SUPPLIED DATA:
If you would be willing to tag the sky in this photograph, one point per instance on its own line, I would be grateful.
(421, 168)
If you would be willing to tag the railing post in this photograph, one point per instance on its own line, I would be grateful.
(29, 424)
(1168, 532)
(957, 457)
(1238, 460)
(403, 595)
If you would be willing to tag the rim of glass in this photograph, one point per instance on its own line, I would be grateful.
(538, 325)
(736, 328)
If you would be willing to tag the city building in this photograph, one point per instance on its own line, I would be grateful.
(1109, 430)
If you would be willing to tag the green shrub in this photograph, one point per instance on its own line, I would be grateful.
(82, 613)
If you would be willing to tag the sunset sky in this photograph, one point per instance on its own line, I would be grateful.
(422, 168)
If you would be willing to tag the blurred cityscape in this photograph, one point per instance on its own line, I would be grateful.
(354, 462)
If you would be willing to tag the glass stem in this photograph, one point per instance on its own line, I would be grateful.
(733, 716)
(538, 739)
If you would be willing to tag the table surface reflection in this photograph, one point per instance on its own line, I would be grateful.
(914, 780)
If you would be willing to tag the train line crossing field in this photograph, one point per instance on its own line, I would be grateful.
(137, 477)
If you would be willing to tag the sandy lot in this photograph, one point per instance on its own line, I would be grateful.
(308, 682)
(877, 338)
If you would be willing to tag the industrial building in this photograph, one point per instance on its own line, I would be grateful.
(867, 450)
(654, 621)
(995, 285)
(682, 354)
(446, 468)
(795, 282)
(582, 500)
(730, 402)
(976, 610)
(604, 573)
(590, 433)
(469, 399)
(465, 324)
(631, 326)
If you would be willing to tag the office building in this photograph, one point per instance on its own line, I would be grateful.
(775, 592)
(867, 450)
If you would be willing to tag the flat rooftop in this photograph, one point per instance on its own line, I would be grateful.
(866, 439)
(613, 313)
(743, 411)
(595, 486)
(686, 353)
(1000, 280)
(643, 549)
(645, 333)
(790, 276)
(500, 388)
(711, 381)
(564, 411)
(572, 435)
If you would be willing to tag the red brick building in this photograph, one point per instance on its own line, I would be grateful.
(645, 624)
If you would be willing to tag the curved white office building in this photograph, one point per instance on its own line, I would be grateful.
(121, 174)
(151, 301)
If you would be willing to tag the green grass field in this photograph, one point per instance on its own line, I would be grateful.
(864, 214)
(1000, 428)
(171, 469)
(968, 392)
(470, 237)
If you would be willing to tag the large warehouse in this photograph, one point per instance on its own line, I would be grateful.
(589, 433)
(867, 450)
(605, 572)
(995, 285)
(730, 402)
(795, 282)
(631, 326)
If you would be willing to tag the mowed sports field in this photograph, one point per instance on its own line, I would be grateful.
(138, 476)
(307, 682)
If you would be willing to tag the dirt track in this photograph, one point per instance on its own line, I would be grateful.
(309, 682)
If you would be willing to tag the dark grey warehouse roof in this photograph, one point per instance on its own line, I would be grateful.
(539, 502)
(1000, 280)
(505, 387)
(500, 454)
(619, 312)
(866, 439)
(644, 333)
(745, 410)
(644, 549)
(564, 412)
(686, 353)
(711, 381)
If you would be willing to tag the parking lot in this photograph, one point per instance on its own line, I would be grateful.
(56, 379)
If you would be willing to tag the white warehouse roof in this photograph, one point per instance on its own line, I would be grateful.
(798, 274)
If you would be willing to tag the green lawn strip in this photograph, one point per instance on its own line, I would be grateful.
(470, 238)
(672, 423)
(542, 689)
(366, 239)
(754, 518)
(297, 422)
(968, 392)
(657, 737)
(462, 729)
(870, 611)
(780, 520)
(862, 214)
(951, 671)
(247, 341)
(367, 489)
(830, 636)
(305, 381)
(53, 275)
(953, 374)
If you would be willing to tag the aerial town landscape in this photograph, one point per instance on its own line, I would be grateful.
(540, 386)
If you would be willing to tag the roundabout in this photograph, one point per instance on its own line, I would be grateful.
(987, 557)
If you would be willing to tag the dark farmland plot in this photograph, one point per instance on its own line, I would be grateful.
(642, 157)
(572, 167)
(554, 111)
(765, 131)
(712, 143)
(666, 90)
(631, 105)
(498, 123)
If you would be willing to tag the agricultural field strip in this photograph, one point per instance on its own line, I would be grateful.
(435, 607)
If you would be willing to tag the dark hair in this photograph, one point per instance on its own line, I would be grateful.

GIVEN INSTRUCTION: Rewrite all of the data above with every "I would be grateful" changed to "I would appreciate it", keeping everything else the same.

SOLVED EXERCISE:
If you would be willing to tag the sky in this photograph, one point per instance on its own line, I would appreciate it.
(421, 168)
If you would be willing to tag the railing post in this photograph, one point per instance on its own line, I would appreciate it.
(29, 424)
(1168, 532)
(957, 457)
(1238, 460)
(403, 595)
If you would be willing to tag the rim of glass in this photograph, one point per instance on its own line, I would appreciate it.
(538, 325)
(736, 328)
If you would be willing to tag the city building in this photograph, one point per instance on its own line, I would appreciate it.
(1109, 430)
If you would be willing to tag the green shrub in this photograph, one point per instance on its own line, I would appreciate it.
(82, 613)
If you would be willing to tag the sunset sky in this photograph, one point per instance on its own line, I would appreciate it.
(422, 168)
If you would be willing to tag the blurred cityscape in this photograph, one point per instance on its own line, I would appreciate it.
(354, 462)
If you would be willing to tag the glass stem in this photograph, one point per instance on its own line, I would appreciate it.
(733, 716)
(538, 739)
If you would be willing to tag the table surface reflection in this photograph, one point per instance on its own line, I would appreciate it.
(914, 780)
If you would be willing to tag the train line crossing field in this photograph, one point per instance on its own line, I would appreciate it.
(137, 477)
If you would be willing to tag the sandy lot in this photograph, one point per instance on its own line, I would appreciate it.
(308, 682)
(877, 338)
If you would be willing to tag the industrial building in this photograph, one point per instance on its own line, I would appreciate it.
(867, 450)
(654, 621)
(995, 285)
(682, 354)
(446, 468)
(795, 282)
(582, 500)
(730, 402)
(976, 610)
(604, 573)
(590, 433)
(469, 399)
(465, 324)
(631, 326)
If you would be willing to tag the office building in this photograph, one point per instance on its own line, I would appreciate it.
(775, 592)
(867, 450)
If you would be willing to tag the flat rooftop in this photograph, one point per instance on its own line, I would appreciate it.
(866, 439)
(613, 313)
(743, 411)
(595, 486)
(686, 353)
(1000, 280)
(643, 549)
(645, 333)
(790, 276)
(500, 388)
(711, 381)
(564, 411)
(572, 435)
If you would be willing to tag the red brick building in this photograph, one point per instance on its own line, I would appreciate it.
(645, 624)
If you would be willing to tag the curved white office building in this photograph, one point per instance on its own line, I would appreciate it.
(121, 174)
(151, 301)
If you would be willing to tag the green grass field in this photograph, one point per instance on its own line, I would appreciate it.
(864, 214)
(1000, 428)
(171, 469)
(968, 392)
(470, 237)
If you would be willing to tag the large warehouse in this photograph, one point per instance on its own line, I would appreciate it.
(589, 433)
(867, 450)
(605, 572)
(995, 285)
(730, 402)
(795, 282)
(631, 326)
If you would be willing to tag the mowed sports field in this photograph, one point per instance on its own line, I would appreciate it.
(138, 476)
(307, 682)
If you would be willing to tag the dirt track in this photograph, one point per instance on its own line, I would appreciate it.
(309, 682)
If you would be willing to tag the dark grey warehouse roof in this photograph, one point per instance on its own line, I would appreciate it.
(539, 502)
(1000, 280)
(505, 387)
(500, 454)
(619, 312)
(866, 439)
(644, 333)
(745, 410)
(644, 549)
(564, 412)
(686, 353)
(711, 381)
If you would be willing to tag the parking lot in this photograph, one point per instance on its own line, I would appreciate it.
(56, 379)
If you would be willing to tag the white warehouse roof in this photograph, one point per instance on its own line, I would appreciate it.
(798, 274)
If you would be willing to tag the green lawn strip in this photograph, one point per instance on its own line, I would appreciate it.
(470, 238)
(672, 423)
(542, 689)
(366, 239)
(754, 518)
(297, 422)
(968, 392)
(657, 737)
(462, 729)
(870, 611)
(780, 520)
(862, 214)
(951, 671)
(247, 341)
(367, 489)
(830, 636)
(305, 381)
(53, 275)
(953, 374)
If you would be willing to tag the aerial town landscape in this photograph, one point per instance on its own line, I would appreciate it.
(540, 386)
If you would be willing to tag the roundabout in this photograph, one point per instance on its own line, I would appreciate it.
(987, 557)
If you would be willing to tag the dark farmland plot in this photograph, one point per instance on its own line, I would appreciate it.
(642, 157)
(572, 167)
(554, 111)
(765, 131)
(712, 143)
(666, 90)
(631, 105)
(498, 123)
If you would be willing to tag the agricultural field strip in this photograph, one point per instance on its own line, I would appreciate it.
(435, 607)
If you would be willing to tag the dark hair in this photograph, one point per instance on its own line, I would appreciate it.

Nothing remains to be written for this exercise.